ABOUT THIS TASK: Reproduce the entries. Match every word.

DATASET EXTRACT:
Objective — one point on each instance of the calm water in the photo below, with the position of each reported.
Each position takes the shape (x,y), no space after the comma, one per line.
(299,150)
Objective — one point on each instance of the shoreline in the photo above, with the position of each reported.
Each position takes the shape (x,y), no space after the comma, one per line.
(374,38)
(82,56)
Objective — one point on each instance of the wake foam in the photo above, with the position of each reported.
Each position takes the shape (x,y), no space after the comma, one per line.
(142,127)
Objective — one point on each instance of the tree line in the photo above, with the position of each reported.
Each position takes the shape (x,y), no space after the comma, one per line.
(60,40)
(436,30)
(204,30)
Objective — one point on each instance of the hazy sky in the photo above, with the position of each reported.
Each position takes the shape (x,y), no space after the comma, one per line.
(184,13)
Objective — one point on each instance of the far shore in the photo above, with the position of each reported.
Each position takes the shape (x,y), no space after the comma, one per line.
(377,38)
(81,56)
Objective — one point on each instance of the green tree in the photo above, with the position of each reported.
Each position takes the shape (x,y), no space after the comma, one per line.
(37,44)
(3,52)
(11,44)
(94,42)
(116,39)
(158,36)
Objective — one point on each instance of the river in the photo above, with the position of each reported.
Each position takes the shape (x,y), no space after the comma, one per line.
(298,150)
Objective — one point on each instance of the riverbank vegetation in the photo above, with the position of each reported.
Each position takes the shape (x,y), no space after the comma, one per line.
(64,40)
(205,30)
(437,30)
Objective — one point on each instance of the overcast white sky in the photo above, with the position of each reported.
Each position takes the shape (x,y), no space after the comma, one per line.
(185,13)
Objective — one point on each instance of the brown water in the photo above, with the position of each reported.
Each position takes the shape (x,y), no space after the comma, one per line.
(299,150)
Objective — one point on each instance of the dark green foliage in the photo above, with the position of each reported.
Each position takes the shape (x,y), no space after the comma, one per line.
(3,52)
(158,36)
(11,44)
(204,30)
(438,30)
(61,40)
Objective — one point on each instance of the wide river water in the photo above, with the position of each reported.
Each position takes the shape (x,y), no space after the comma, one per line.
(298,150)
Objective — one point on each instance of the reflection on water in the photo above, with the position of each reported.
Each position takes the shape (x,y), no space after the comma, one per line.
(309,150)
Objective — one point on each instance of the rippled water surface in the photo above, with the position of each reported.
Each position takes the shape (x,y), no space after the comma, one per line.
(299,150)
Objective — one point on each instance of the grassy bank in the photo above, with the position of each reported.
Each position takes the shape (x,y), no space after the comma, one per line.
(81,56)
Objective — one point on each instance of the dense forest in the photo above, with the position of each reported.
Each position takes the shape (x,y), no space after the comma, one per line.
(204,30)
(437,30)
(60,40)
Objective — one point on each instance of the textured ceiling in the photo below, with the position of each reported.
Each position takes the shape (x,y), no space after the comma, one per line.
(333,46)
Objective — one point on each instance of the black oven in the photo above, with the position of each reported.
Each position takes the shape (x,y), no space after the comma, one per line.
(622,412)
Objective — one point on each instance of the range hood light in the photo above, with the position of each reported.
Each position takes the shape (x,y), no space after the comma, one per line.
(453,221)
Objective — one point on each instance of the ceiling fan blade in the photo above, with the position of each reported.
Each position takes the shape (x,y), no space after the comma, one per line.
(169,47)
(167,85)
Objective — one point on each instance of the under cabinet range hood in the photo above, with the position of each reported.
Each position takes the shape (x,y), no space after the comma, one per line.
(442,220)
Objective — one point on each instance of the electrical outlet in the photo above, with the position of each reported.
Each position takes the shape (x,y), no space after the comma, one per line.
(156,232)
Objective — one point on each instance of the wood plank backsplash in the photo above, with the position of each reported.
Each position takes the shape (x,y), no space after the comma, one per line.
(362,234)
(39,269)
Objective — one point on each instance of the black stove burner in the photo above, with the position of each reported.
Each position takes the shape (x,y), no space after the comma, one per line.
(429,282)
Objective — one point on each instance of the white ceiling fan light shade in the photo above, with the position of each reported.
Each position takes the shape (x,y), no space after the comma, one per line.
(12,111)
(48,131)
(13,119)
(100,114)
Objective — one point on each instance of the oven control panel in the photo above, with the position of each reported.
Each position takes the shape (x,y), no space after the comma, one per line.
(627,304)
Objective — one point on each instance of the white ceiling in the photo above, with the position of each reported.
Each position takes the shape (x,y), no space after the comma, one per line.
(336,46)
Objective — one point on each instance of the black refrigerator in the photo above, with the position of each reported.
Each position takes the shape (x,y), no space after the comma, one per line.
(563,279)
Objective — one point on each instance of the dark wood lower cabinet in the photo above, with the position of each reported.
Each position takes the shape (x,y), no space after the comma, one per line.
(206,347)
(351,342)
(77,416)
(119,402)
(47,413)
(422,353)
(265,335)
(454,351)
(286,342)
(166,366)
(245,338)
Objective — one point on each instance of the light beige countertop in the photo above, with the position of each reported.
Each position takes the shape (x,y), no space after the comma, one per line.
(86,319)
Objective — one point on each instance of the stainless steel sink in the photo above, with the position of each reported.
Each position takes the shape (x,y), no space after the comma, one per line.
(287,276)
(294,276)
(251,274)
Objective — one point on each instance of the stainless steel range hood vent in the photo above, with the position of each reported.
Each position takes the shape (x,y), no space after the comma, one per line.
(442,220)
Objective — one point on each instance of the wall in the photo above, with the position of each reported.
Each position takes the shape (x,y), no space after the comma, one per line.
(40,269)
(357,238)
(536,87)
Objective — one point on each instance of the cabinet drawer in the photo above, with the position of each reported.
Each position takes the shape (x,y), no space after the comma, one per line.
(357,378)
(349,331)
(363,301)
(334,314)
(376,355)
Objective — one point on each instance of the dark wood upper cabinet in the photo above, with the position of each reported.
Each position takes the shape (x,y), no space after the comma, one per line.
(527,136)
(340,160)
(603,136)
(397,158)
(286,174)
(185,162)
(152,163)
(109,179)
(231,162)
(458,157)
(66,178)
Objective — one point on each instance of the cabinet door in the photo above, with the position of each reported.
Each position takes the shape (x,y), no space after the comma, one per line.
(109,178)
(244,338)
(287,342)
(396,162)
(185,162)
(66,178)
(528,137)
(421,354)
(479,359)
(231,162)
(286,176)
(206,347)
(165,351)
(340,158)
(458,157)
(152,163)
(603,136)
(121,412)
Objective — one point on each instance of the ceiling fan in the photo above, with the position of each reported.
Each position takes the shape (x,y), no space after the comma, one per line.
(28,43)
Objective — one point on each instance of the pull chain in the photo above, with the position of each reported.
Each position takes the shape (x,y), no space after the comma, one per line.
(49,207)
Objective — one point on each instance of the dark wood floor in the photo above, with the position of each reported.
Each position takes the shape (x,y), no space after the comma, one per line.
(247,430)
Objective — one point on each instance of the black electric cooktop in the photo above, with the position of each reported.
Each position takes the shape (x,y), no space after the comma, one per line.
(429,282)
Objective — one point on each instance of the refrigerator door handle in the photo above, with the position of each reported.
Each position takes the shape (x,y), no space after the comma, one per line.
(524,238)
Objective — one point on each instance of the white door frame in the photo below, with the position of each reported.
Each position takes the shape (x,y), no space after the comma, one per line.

RESULT BELOW:
Objective — one point on each instance of the calm water in the photo below, with the position of each reported.
Each position takes the shape (x,y), no space after the comma, one per line.
(299,150)
Objective — one point on each instance of the shoreline in the photo above, with the position of each reported.
Each position takes the shape (x,y), no space after the comma, one per line.
(374,38)
(82,56)
Objective — one point on each instance of the wake foam in the photo above, with the position of each reported.
Each position takes the shape (x,y), no space after the comma, one per line.
(142,127)
Objective — one point on each instance of the tree line in the photo above, with the position of each reported.
Each position takes the shape (x,y), no space after the comma, one per line.
(60,40)
(436,30)
(204,30)
Objective — one point on each instance of the hazy sky in the photo above, with the position of each reported.
Each position takes the shape (x,y), no space after the comma, one per line.
(184,13)
Objective — one point on each instance of the far shore in the photo above, with the position of each reported.
Each position takes the shape (x,y), no space after the comma, one per line.
(377,38)
(81,56)
Objective — one point on each instance of the green tree in the photo above, with the position of each reported.
Each position takes the shape (x,y), no space after the comma, one per line.
(37,44)
(3,52)
(11,44)
(94,42)
(116,39)
(158,36)
Objective — one point on each instance of the river in the photo above, with the position of each reported.
Each position takes the shape (x,y), no space after the comma, one per line.
(298,150)
Objective — one point on each instance of the riverbank vegetation in the photo above, with the position of each reported.
Each position takes the shape (x,y), no space after the comma, one per line.
(64,40)
(205,30)
(437,30)
Objective — one point on each instance of the overcast white sky in the photo above, with the position of each reported.
Each position takes the shape (x,y), no space after the comma, one per line.
(185,13)
Objective — one point on each instance of the brown water in the photo above, with the position of each reported.
Each position takes the shape (x,y), no space after the comma, one per line.
(299,150)
Objective — one point on each instance of the dark green foliage in the photo above, with the position of each reported.
Each position takes the shape (x,y), no space after the comma, one per line.
(3,52)
(158,36)
(11,44)
(204,30)
(438,30)
(61,40)
Objective — one point on each instance of the wide river water in the photo above, with the position of each reported.
Each position takes the shape (x,y), no space after the comma, one per line.
(298,150)
Objective — one point on each instance of the reflection on water in the photo above, with the position of each reported.
Each position takes the shape (x,y), no space after the comma, one per line.
(309,150)
Objective — one point on each instance of the rippled water surface in the photo above, with the position of each reported.
Each position takes the shape (x,y), no space after the comma, one per line.
(299,150)
Objective — one point on each instance of the grassy bank in the photo above, with the position of each reported.
Each position takes the shape (x,y), no space after the comma, one per line.
(81,56)
Objective — one point on each instance of the dense forest in the photo above, with the position of each reported.
Each position takes the shape (x,y), no space after the comma, one per line.
(204,30)
(437,30)
(60,40)
Objective — one point on each instance of the textured ceiling in the photo below, with the position of each reported.
Each position takes the shape (x,y), no space after the comma, one per line.
(333,46)
Objective — one point on each instance of the black oven in the photo above, with the position of each reported.
Each position takes the shape (x,y), no space after the comma, one per line.
(622,412)
Objective — one point on each instance of the range hood light in the photo above, with the position of each reported.
Each position takes the shape (x,y), no space after the comma, one per line.
(453,221)
Objective — one point on each instance of the ceiling fan blade in the photo above, with the position of each reported.
Each position takes the shape (x,y), no space after the comma, one per line.
(169,47)
(167,85)
Objective — one point on each instance of the under cabinet range hood in the photo above, with the position of each reported.
Each position takes the shape (x,y), no space after the comma, one per line.
(442,220)
Objective — one point on each instance of the electrical outlet in the photo above, with the position of each reported.
Each position takes the shape (x,y), no space after the comma, one per line.
(156,232)
Objective — one point on each instance of the wood plank backsplash in the photo above, with the position of each reported.
Each position takes the shape (x,y), no space after the comma, one per line.
(362,234)
(39,269)
Objective — one point on each instance of the black stove burner in the photo above, with the position of each reported.
Each position takes the shape (x,y), no space after the comma, one per line.
(429,282)
Objective — one point on each instance of the white ceiling fan light shade in the photo above, with the position of each reported.
Each position takes the shape (x,y), no space after the comma, one per line.
(12,111)
(48,131)
(13,119)
(100,114)
Objective — one point on each instance of the oven control panel in the photo above, with the position of each reported.
Each position takes the shape (x,y), no space after the comma, one per line.
(627,304)
Objective — one point on each instance of the white ceiling in the photo above, with the position of each reported.
Each position takes the shape (x,y), no space after the comma, one per line.
(336,46)
Objective — one point on each instance of the black refrigerator in the photo above, with the position of each reported.
Each position takes the shape (x,y), no space after the comma, one per line.
(563,279)
Objective — one point on each instance of the dark wood lower cabinet in the photo above, with the position of each reported.
Each position takes the shape (x,y), no space after the comma, one per line.
(206,347)
(351,342)
(77,416)
(119,402)
(47,413)
(422,353)
(265,335)
(454,351)
(286,342)
(166,366)
(245,338)
Objective — one point on each instance of the light beige countertop in the photo above, with the position of each reported.
Each position takes the shape (x,y), no space after the comma, one per line.
(86,319)
Objective — one point on each instance of the stainless steel sink in the photo above, with the position of each reported.
Each position takes the shape (x,y), no space after the comma, one per line.
(287,276)
(294,276)
(251,274)
Objective — one point on each instance of the stainless steel range hood vent in the photo above, with the position of each reported.
Each position takes the shape (x,y), no space after the comma, one per line.
(442,220)
Objective — one point on each instance of the wall in the photo above, with the position of each reported.
Each position takes the shape (x,y), no space after the comma, one per line.
(40,269)
(357,238)
(536,87)
Objective — one point on each instance of the cabinet drawer in the photo above, with the position of each reported.
Each position takes the shape (x,y), no space after the comma, one per line.
(357,378)
(349,331)
(363,301)
(334,314)
(376,355)
Objective — one point on each instance of the dark wood upper cabinet in the photo above, with the position of each reported.
Each position takes the shape (x,y), no space after the comma, one per line.
(527,136)
(340,160)
(603,136)
(397,158)
(286,174)
(185,162)
(152,163)
(109,179)
(231,162)
(458,157)
(66,178)
Objective — one point on each instance of the cabinet door in the photo above, with the position of each reported.
Each position takes the shape (x,y), no space after the comma, one per line.
(109,178)
(244,338)
(287,342)
(396,162)
(185,162)
(66,178)
(528,137)
(421,354)
(479,359)
(231,162)
(286,176)
(206,347)
(165,351)
(340,158)
(458,157)
(152,163)
(603,136)
(121,412)
Objective — one point on each instance of the ceiling fan in the photo above, with the position of each reported.
Each position takes the shape (x,y), no space after the comma, one per line.
(28,43)
Objective — one point on each instance of the pull chain in the photo above, with the position of each reported.
Each position takes the shape (x,y), no space after the comma, one per line.
(49,207)
Objective — one point on each instance of the dark wood floor in the photo above, with the position of each reported.
Each position takes the shape (x,y), no space after the comma, one per line.
(247,430)
Objective — one point on each instance of the black electric cooktop in the photo above, with the position of each reported.
Each position takes the shape (x,y), no space after the comma, one per line.
(429,282)
Objective — one point on each instance of the refrigerator door handle in the photo above, with the position of each reported.
Each position takes the shape (x,y), no space after the comma, one per line.
(524,238)
Objective — one point on each instance of the white door frame in the photo below, with the position of each reported.
Each position takes the shape (x,y), no space after the comma, one per line.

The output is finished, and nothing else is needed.